Find every line in the material below that contains the string "coat" and copy each one. Case counts.

────────────────

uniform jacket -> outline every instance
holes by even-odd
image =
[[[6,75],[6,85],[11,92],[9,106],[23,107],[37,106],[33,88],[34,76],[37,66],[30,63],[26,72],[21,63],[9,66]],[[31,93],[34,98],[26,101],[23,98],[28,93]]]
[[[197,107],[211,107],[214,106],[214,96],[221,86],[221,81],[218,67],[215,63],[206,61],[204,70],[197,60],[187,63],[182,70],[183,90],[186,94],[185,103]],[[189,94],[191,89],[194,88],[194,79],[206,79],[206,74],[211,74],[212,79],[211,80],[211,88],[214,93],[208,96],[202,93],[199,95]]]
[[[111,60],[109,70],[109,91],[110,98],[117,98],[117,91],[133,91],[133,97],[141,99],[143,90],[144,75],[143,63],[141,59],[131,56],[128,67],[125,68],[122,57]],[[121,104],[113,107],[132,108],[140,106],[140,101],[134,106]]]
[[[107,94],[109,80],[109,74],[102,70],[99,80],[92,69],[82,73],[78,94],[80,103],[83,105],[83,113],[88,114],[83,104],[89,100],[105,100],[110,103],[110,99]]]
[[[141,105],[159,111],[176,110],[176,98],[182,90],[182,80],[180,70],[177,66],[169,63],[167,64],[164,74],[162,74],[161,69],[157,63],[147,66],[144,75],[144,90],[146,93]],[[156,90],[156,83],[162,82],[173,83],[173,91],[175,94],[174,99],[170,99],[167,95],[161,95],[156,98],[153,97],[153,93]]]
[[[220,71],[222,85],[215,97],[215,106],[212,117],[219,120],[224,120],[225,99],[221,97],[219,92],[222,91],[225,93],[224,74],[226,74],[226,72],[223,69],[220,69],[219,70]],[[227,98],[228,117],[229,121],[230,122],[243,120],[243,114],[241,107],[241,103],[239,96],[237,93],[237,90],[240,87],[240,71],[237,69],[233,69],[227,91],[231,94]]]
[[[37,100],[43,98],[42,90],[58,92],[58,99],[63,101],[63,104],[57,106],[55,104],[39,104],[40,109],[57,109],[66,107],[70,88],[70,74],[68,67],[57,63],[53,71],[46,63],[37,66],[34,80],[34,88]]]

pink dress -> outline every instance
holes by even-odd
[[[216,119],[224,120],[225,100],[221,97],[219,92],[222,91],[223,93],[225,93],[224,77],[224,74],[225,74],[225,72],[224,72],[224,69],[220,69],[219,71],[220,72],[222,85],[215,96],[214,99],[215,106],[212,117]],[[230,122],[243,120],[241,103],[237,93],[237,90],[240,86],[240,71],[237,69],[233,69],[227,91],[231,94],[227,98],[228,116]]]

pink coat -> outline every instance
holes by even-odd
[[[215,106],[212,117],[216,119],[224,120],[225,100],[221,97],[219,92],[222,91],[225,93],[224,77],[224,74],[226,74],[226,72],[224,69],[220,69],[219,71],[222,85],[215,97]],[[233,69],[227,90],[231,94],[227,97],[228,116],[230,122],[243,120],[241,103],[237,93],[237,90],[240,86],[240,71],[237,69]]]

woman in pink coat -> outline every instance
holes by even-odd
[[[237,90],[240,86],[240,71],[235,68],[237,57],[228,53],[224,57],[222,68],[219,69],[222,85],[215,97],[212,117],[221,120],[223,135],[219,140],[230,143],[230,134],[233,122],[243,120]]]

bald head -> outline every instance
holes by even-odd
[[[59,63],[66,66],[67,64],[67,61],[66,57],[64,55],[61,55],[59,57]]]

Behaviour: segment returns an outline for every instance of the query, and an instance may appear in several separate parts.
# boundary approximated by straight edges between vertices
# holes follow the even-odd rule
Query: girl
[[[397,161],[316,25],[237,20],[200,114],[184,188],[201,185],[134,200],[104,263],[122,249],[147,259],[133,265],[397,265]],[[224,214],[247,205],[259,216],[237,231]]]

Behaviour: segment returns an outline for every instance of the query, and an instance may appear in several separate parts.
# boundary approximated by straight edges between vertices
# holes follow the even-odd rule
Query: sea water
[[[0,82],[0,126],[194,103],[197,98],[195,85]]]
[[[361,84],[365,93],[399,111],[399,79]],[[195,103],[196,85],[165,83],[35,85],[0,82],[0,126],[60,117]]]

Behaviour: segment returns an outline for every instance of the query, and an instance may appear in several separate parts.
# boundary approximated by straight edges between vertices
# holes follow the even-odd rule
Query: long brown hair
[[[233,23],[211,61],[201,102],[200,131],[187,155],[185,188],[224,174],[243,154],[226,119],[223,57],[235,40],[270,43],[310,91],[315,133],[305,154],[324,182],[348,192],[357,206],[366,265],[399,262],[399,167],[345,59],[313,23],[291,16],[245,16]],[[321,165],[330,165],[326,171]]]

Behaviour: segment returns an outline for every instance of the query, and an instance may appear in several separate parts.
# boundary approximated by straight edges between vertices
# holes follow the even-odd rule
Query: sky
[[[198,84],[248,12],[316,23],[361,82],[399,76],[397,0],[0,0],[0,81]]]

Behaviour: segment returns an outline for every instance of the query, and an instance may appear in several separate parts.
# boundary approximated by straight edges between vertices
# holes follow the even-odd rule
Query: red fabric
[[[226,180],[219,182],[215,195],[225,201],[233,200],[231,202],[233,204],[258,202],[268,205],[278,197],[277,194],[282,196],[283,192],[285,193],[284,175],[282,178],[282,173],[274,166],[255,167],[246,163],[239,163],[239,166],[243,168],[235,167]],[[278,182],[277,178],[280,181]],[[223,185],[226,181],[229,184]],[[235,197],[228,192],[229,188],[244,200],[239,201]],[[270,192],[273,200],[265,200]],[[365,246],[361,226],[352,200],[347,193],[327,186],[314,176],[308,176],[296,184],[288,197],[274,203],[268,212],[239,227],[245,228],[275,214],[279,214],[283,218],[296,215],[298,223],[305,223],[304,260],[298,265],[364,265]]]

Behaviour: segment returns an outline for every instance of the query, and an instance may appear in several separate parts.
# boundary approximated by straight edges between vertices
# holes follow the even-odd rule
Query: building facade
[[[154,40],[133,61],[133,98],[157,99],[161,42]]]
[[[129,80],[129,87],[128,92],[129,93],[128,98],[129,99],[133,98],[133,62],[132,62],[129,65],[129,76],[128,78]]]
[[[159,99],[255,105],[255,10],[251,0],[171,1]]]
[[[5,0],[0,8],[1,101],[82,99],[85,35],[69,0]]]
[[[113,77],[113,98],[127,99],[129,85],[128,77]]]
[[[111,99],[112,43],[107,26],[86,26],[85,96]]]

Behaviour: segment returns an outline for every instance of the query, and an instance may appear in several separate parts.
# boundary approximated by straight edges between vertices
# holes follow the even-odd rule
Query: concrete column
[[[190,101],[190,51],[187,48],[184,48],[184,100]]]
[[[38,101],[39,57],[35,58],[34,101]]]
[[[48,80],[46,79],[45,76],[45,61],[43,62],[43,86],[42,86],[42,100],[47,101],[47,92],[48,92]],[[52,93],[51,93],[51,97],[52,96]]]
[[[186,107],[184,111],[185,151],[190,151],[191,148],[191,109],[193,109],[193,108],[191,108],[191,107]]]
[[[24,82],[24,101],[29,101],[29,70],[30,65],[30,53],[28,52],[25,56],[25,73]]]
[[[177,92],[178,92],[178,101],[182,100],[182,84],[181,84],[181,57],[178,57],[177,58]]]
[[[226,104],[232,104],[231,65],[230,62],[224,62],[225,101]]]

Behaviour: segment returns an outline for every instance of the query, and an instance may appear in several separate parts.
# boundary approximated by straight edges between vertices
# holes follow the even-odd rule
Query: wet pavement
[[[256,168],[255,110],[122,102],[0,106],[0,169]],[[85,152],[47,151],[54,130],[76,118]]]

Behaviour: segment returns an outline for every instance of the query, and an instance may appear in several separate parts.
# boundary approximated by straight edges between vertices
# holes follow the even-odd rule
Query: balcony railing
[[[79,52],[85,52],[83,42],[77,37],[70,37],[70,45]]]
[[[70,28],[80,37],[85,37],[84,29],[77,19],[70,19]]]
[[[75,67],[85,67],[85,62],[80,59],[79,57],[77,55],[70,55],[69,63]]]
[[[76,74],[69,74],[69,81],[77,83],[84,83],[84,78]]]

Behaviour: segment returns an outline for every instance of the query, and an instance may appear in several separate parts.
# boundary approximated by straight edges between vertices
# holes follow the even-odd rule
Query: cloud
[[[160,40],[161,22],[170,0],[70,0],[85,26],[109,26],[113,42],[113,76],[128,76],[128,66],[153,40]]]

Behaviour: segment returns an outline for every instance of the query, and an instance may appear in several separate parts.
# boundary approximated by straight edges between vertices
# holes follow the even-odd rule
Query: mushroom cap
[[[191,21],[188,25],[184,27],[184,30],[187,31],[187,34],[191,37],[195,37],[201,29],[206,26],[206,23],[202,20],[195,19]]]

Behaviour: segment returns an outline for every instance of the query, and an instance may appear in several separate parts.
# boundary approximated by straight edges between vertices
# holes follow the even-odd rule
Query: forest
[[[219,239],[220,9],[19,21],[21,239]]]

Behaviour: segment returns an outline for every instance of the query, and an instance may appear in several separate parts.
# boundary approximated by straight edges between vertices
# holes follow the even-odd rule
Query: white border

────────────────

§ **Exercise output**
pink coat -> outline every instance
woman in pink coat -> outline every instance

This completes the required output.